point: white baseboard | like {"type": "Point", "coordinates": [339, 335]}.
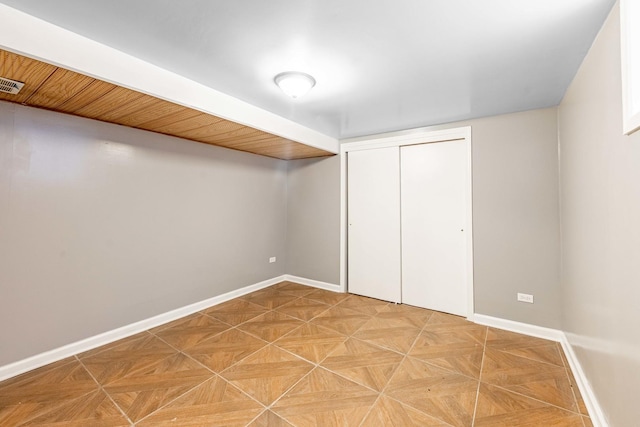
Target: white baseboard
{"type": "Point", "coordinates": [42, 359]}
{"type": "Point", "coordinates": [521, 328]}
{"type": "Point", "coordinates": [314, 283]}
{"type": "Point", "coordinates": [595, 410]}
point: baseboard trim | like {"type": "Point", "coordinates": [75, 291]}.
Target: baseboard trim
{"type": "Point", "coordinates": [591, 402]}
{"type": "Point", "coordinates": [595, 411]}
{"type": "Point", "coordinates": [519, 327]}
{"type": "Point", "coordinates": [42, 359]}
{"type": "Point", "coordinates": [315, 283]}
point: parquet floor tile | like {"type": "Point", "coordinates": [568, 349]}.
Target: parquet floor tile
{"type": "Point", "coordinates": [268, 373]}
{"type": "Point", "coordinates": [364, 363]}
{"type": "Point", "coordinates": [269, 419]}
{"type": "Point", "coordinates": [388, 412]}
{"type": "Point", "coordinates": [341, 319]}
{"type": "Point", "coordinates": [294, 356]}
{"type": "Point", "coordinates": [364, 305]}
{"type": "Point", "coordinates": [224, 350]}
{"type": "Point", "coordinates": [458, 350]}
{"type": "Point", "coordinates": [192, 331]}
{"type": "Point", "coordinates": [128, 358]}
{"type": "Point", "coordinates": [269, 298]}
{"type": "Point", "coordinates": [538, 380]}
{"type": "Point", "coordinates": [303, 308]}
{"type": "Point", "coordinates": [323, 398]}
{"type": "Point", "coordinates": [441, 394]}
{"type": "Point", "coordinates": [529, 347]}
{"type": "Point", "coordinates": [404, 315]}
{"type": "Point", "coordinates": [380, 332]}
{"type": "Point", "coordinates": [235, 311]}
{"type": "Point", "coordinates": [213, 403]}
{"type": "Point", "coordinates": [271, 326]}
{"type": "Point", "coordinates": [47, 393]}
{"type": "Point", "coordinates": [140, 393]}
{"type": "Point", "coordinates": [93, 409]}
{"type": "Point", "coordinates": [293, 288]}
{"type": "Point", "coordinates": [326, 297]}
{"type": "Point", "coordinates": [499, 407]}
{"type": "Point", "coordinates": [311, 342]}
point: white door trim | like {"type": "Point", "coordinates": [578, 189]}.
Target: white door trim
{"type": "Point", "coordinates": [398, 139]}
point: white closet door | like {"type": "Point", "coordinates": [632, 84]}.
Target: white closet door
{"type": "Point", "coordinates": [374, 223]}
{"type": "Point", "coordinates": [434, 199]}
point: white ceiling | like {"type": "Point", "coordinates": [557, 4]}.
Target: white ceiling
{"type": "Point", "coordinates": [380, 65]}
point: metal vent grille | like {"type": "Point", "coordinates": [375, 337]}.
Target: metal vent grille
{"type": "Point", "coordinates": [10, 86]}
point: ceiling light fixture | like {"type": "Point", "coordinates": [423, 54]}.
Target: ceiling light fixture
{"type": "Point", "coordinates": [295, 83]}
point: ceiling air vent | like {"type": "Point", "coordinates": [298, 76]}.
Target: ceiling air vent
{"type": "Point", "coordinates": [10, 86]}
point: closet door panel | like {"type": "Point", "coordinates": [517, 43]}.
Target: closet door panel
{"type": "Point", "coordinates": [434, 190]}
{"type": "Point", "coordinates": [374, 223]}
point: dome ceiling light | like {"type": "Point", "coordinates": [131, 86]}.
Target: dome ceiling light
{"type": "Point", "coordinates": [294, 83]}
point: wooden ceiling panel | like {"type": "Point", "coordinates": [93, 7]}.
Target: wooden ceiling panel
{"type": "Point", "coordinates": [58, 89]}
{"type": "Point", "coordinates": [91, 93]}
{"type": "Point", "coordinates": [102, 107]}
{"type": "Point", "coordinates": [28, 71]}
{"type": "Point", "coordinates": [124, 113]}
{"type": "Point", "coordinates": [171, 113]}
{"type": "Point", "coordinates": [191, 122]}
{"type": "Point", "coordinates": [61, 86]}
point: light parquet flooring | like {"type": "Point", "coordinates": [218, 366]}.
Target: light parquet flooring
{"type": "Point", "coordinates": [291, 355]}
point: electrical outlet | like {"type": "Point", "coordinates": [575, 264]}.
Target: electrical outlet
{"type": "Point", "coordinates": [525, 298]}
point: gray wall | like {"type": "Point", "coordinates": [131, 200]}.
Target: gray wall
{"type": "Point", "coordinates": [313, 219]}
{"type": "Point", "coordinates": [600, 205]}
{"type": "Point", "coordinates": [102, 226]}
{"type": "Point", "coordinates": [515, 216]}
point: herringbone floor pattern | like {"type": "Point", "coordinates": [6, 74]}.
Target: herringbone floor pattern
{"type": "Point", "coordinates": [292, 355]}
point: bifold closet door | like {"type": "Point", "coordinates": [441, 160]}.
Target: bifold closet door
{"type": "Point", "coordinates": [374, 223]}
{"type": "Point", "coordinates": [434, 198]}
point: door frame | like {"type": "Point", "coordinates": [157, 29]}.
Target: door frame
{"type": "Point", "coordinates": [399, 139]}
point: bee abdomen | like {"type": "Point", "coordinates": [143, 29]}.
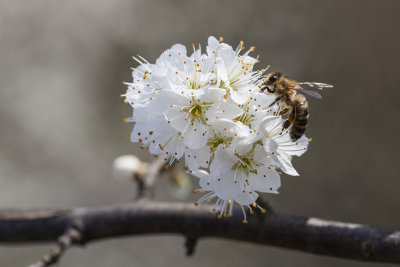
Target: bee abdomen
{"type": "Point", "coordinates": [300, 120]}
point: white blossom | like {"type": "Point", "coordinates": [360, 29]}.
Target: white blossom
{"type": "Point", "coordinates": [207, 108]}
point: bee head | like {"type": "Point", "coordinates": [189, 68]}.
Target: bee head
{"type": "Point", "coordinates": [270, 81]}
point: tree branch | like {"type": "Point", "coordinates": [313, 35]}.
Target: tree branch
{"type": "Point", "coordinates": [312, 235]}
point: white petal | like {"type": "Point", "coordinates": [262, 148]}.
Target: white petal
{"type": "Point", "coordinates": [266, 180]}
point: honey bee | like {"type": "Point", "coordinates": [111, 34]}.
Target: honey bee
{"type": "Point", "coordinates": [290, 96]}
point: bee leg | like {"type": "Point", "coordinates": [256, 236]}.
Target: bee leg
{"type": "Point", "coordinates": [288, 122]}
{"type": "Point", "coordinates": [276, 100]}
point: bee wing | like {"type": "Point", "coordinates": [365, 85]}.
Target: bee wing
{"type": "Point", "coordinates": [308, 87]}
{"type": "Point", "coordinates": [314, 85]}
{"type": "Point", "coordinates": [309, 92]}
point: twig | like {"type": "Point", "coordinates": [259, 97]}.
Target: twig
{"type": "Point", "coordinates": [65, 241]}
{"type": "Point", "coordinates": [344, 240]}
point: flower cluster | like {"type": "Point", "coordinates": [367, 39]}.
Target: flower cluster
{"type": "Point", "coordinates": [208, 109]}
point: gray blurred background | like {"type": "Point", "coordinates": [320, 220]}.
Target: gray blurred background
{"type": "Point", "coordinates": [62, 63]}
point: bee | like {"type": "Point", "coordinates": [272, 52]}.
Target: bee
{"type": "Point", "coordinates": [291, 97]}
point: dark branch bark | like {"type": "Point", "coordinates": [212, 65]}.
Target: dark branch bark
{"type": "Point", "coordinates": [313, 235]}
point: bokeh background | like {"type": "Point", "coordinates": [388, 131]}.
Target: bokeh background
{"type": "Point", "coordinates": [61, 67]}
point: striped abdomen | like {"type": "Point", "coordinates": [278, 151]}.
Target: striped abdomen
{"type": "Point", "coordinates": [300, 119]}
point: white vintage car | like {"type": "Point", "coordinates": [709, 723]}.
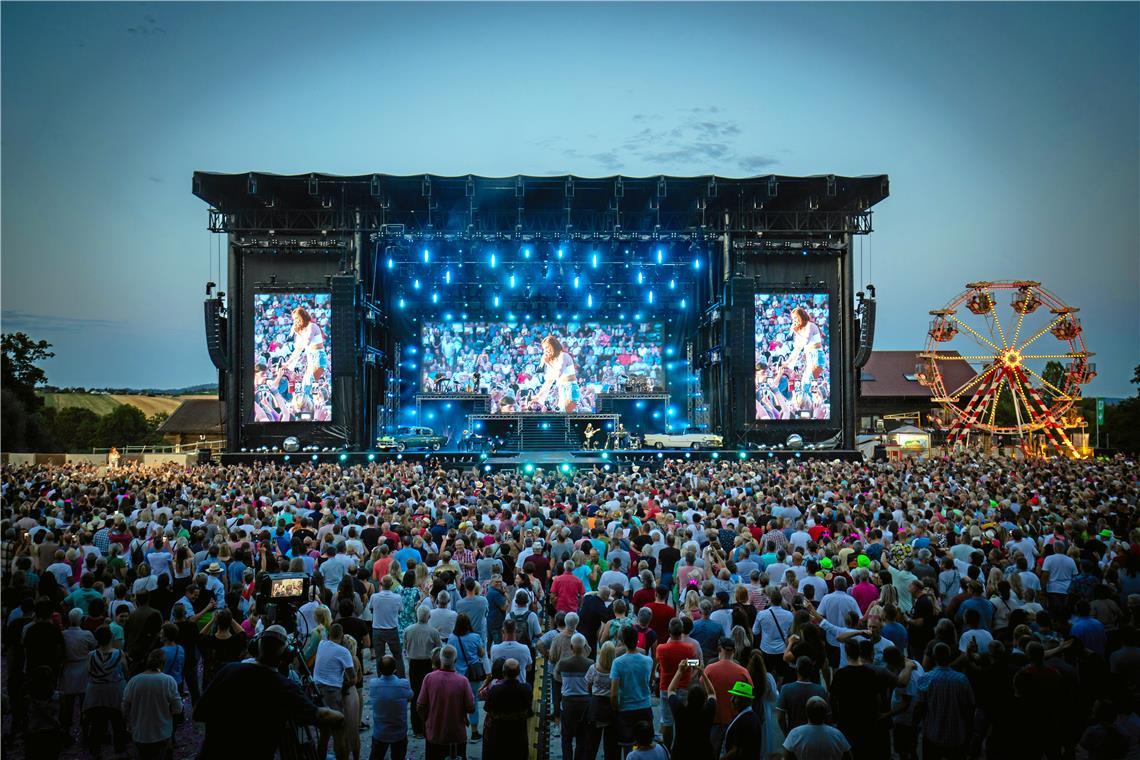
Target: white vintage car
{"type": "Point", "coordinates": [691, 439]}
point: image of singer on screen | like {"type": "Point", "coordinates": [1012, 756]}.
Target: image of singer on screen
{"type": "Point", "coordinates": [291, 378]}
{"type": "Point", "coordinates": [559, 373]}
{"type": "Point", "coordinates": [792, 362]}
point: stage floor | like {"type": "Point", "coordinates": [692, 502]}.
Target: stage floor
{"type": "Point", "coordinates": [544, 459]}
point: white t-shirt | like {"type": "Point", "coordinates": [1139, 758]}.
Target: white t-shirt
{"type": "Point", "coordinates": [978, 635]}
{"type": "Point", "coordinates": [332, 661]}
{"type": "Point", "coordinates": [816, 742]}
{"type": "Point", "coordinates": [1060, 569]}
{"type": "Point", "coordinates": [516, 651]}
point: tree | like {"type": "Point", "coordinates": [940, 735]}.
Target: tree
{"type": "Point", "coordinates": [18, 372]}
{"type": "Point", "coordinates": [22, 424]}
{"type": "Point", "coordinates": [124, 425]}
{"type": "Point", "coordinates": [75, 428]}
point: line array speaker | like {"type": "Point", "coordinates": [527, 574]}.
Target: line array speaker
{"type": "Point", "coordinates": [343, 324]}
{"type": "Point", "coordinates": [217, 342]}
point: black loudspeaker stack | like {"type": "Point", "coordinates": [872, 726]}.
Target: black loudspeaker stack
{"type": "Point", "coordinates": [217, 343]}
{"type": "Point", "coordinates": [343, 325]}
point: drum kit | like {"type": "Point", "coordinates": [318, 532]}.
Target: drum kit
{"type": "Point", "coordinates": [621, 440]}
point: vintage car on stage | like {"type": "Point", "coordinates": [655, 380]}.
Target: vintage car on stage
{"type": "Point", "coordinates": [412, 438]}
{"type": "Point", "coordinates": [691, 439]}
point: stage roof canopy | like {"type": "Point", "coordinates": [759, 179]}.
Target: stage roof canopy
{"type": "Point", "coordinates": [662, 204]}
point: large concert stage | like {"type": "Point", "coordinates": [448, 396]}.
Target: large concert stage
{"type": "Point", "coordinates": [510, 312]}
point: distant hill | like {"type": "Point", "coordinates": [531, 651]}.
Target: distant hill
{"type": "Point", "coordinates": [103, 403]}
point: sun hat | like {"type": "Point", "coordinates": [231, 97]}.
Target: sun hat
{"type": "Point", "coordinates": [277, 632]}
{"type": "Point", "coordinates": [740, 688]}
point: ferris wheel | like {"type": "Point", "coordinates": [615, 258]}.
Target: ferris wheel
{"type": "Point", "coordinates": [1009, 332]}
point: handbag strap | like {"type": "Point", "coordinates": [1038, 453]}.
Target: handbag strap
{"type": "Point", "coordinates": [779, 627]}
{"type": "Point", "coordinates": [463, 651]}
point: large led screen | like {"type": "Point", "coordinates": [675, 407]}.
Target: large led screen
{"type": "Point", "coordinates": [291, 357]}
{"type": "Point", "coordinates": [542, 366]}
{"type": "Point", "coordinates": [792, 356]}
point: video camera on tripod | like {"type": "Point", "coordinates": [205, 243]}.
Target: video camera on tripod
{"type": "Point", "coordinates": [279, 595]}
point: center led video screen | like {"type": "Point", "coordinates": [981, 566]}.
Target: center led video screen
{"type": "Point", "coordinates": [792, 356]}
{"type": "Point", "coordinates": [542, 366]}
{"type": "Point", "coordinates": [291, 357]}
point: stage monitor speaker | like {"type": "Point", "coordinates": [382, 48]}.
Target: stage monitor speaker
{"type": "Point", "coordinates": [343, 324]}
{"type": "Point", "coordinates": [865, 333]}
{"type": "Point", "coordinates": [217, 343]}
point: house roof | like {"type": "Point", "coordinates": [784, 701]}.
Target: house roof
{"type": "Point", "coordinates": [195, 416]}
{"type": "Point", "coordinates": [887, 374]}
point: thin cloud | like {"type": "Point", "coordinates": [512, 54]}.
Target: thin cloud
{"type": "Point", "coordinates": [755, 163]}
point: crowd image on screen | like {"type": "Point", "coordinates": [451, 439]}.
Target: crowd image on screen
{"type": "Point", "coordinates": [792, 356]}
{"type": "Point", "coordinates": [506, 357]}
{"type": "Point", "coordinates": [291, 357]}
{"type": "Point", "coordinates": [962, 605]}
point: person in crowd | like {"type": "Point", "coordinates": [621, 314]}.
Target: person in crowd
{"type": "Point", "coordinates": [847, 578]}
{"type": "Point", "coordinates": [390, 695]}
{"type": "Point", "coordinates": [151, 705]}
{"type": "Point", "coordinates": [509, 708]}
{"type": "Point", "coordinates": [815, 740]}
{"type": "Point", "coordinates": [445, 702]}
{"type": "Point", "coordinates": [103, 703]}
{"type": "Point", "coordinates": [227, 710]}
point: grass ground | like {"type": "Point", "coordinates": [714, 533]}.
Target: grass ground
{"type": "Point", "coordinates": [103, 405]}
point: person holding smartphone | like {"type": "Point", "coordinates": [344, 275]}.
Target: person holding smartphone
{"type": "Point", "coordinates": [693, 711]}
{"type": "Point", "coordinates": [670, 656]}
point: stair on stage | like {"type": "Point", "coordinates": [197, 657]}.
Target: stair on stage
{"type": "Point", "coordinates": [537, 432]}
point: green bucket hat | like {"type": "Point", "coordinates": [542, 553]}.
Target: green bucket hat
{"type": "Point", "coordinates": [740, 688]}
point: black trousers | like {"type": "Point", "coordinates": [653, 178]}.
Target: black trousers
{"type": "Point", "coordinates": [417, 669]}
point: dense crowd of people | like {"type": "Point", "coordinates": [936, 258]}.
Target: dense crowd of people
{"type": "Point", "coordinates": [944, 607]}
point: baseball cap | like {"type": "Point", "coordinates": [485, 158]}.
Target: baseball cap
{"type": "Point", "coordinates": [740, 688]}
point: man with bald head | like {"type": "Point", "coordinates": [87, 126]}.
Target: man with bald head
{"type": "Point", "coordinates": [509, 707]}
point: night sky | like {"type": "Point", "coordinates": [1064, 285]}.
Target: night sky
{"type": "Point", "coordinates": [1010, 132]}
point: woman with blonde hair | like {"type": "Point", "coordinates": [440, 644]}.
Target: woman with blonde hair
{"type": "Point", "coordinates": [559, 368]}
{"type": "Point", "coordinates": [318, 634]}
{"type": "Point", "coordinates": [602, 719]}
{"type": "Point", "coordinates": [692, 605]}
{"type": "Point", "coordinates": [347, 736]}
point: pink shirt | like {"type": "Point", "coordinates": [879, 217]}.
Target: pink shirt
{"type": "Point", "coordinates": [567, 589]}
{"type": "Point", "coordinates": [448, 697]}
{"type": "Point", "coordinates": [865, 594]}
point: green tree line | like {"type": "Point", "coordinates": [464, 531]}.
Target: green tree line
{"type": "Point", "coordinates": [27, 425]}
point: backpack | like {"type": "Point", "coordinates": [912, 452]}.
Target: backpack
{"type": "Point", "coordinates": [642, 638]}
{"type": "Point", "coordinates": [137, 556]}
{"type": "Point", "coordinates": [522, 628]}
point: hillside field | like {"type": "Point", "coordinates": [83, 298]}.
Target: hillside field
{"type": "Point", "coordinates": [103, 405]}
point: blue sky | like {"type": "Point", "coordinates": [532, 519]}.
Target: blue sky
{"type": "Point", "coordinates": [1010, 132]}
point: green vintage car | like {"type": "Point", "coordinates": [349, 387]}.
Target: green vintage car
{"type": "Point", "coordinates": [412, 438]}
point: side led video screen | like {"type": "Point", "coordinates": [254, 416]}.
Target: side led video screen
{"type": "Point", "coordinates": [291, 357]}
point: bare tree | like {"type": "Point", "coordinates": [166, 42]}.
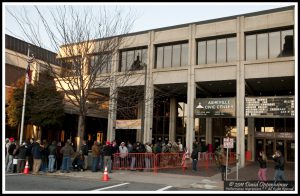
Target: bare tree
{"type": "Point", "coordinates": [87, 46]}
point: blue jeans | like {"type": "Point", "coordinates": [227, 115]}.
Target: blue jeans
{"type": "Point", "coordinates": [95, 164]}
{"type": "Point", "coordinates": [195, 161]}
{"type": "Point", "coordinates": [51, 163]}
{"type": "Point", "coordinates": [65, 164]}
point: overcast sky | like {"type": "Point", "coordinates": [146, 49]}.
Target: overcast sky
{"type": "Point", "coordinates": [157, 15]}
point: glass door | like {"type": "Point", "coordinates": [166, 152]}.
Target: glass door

━━━━━━━━━━━━━━━━━━━━━━━━━━━━━━

Please print the span that begins at the line holding "point: hillside field" and ends at the last line of the data, both ends included, with no pictures.

point: hillside field | like {"type": "Point", "coordinates": [83, 298]}.
Target: hillside field
{"type": "Point", "coordinates": [103, 405]}
point: blue sky | like {"type": "Point", "coordinates": [532, 519]}.
Target: blue sky
{"type": "Point", "coordinates": [1010, 132]}
point: green vintage car | like {"type": "Point", "coordinates": [349, 387]}.
Target: green vintage car
{"type": "Point", "coordinates": [412, 438]}
point: side led video screen | like {"type": "Point", "coordinates": [254, 416]}.
Target: side led video screen
{"type": "Point", "coordinates": [291, 357]}
point: bare tree | like {"type": "Point", "coordinates": [166, 42]}.
Target: bare tree
{"type": "Point", "coordinates": [87, 46]}
point: blue jeans | like {"type": "Point", "coordinates": [227, 115]}.
Target: blue jeans
{"type": "Point", "coordinates": [95, 164]}
{"type": "Point", "coordinates": [195, 161]}
{"type": "Point", "coordinates": [51, 163]}
{"type": "Point", "coordinates": [65, 164]}
point: overcast sky | like {"type": "Point", "coordinates": [146, 49]}.
Target: overcast sky
{"type": "Point", "coordinates": [157, 15]}
point: glass door | like {"type": "Point", "coordinates": [166, 152]}.
Target: glass door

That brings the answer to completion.